(Stored dataset items)
◇ ◇ ◇ ◇ ◇ ◇ ◇
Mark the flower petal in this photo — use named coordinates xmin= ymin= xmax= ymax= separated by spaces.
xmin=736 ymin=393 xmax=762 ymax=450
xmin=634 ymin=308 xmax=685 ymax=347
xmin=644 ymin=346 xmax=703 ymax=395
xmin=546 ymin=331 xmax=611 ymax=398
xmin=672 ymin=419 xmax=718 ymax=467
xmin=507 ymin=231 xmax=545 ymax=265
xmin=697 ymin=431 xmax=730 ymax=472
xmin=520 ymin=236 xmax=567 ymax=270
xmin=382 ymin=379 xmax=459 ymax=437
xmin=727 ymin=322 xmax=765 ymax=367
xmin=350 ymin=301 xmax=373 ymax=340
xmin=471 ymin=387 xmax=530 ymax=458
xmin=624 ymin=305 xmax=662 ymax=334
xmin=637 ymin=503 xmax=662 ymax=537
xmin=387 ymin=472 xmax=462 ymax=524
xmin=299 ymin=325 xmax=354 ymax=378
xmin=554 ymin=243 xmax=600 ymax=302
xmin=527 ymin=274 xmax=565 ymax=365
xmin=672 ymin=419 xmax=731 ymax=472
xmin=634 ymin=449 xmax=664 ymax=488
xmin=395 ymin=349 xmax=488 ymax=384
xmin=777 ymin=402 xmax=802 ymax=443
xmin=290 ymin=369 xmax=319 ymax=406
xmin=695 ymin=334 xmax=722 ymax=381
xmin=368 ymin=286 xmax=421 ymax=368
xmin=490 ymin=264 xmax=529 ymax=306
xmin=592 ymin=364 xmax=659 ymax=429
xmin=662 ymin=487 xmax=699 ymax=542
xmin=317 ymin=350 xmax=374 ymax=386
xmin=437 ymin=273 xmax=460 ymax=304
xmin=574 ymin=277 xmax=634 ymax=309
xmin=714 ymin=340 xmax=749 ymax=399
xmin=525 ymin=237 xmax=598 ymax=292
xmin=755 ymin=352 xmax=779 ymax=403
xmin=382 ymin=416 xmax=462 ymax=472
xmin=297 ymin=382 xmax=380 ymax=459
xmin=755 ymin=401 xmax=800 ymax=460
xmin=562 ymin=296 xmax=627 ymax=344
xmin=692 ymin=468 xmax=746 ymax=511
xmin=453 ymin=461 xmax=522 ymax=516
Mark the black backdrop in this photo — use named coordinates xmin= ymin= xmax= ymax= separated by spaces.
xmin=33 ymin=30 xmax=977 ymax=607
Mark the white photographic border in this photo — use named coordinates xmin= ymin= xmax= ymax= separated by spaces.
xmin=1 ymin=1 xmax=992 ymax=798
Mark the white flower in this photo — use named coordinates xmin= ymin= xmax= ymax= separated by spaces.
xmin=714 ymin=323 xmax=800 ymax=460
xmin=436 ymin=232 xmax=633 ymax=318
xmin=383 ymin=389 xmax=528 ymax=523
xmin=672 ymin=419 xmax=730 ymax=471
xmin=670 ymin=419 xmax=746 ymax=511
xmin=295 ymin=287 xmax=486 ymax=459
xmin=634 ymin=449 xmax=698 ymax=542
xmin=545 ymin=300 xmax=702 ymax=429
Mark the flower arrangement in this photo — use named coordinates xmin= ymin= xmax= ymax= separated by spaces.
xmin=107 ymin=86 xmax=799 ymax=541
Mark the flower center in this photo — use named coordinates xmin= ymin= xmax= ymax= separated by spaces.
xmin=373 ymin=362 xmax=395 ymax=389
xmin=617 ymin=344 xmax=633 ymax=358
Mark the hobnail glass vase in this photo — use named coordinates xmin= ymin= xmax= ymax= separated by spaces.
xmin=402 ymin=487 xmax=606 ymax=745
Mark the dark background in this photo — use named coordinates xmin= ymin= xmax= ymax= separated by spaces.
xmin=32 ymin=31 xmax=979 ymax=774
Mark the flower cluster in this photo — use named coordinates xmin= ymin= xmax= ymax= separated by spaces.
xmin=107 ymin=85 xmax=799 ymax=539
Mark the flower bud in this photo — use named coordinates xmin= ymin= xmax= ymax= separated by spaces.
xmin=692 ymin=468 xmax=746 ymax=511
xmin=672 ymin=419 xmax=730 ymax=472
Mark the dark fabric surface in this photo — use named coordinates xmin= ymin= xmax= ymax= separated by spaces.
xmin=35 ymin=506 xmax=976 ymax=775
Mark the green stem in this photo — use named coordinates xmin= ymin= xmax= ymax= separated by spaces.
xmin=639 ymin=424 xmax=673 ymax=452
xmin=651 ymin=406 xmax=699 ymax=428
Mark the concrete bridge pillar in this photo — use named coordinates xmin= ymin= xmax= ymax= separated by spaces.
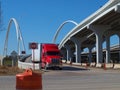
xmin=75 ymin=42 xmax=81 ymax=63
xmin=60 ymin=49 xmax=67 ymax=60
xmin=71 ymin=50 xmax=75 ymax=62
xmin=88 ymin=45 xmax=94 ymax=64
xmin=88 ymin=25 xmax=111 ymax=65
xmin=70 ymin=37 xmax=81 ymax=63
xmin=64 ymin=44 xmax=72 ymax=62
xmin=105 ymin=35 xmax=110 ymax=63
xmin=96 ymin=33 xmax=103 ymax=64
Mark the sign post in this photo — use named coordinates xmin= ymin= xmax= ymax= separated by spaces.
xmin=29 ymin=42 xmax=38 ymax=70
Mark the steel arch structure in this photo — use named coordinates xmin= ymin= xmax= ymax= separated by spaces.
xmin=3 ymin=18 xmax=26 ymax=57
xmin=52 ymin=20 xmax=78 ymax=43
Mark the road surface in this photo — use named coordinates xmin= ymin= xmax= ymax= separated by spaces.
xmin=0 ymin=64 xmax=120 ymax=90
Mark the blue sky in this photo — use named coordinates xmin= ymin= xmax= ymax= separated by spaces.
xmin=0 ymin=0 xmax=114 ymax=55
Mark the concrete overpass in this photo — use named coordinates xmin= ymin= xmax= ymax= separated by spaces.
xmin=58 ymin=0 xmax=120 ymax=66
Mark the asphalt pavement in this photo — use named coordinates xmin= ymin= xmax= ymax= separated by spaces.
xmin=0 ymin=64 xmax=120 ymax=90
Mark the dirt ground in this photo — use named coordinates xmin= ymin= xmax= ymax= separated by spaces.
xmin=0 ymin=66 xmax=24 ymax=76
xmin=0 ymin=65 xmax=43 ymax=76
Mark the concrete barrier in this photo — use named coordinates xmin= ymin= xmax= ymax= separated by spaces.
xmin=113 ymin=64 xmax=120 ymax=69
xmin=90 ymin=63 xmax=96 ymax=67
xmin=62 ymin=60 xmax=120 ymax=70
xmin=106 ymin=64 xmax=114 ymax=68
xmin=18 ymin=61 xmax=41 ymax=70
xmin=96 ymin=63 xmax=102 ymax=68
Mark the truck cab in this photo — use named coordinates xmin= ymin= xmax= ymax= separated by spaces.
xmin=41 ymin=44 xmax=62 ymax=70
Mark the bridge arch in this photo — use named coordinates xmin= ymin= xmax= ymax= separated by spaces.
xmin=3 ymin=18 xmax=26 ymax=57
xmin=52 ymin=20 xmax=78 ymax=43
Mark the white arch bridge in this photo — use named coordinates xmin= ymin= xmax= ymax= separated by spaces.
xmin=57 ymin=0 xmax=120 ymax=67
xmin=3 ymin=18 xmax=26 ymax=56
xmin=2 ymin=0 xmax=120 ymax=69
xmin=1 ymin=18 xmax=40 ymax=69
xmin=1 ymin=18 xmax=27 ymax=66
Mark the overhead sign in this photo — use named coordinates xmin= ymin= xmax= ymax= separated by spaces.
xmin=29 ymin=42 xmax=38 ymax=49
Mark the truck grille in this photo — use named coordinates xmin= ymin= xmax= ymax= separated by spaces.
xmin=51 ymin=59 xmax=60 ymax=64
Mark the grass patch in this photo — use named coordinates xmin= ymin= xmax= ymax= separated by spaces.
xmin=0 ymin=66 xmax=24 ymax=76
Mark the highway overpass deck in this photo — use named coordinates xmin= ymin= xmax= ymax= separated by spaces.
xmin=59 ymin=0 xmax=120 ymax=66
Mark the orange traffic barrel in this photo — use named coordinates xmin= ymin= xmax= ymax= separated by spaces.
xmin=16 ymin=68 xmax=42 ymax=90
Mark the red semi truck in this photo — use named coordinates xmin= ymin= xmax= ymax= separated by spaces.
xmin=32 ymin=43 xmax=62 ymax=70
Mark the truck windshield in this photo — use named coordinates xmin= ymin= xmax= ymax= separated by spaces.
xmin=46 ymin=51 xmax=60 ymax=56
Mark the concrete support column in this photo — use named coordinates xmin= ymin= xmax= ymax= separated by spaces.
xmin=88 ymin=25 xmax=111 ymax=65
xmin=60 ymin=49 xmax=67 ymax=60
xmin=75 ymin=42 xmax=81 ymax=63
xmin=105 ymin=35 xmax=110 ymax=63
xmin=96 ymin=34 xmax=103 ymax=63
xmin=71 ymin=50 xmax=75 ymax=62
xmin=70 ymin=37 xmax=81 ymax=63
xmin=64 ymin=44 xmax=72 ymax=62
xmin=88 ymin=46 xmax=94 ymax=64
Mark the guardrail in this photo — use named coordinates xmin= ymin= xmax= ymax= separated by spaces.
xmin=18 ymin=60 xmax=41 ymax=70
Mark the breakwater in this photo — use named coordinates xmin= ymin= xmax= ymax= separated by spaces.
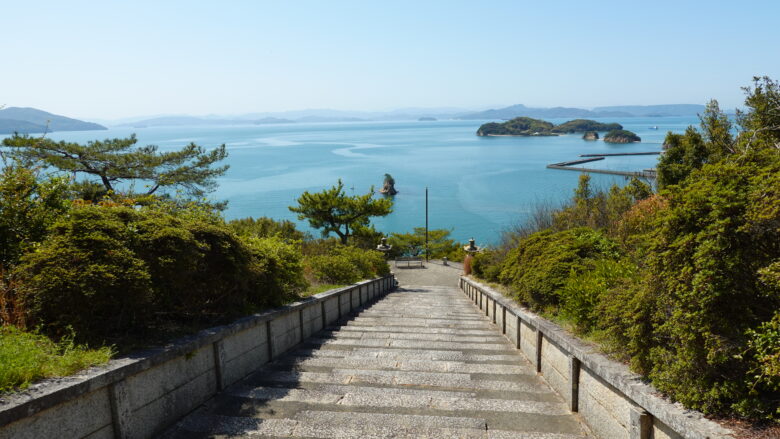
◇ ◇ ◇ ◇ ◇ ◇ ◇
**Your goal**
From the line containing "Mark the guardrail" to the last line of the entries, copy every line exactly, including both ends, and leave out the pictures.

**Response area**
Mark the guardrail in this photo — use named coordinates xmin= ymin= xmax= ymax= separated by spaces.
xmin=18 ymin=60 xmax=41 ymax=70
Mark the breakwater in this photo — use named coordinates xmin= ymin= xmax= ymax= separated by spaces.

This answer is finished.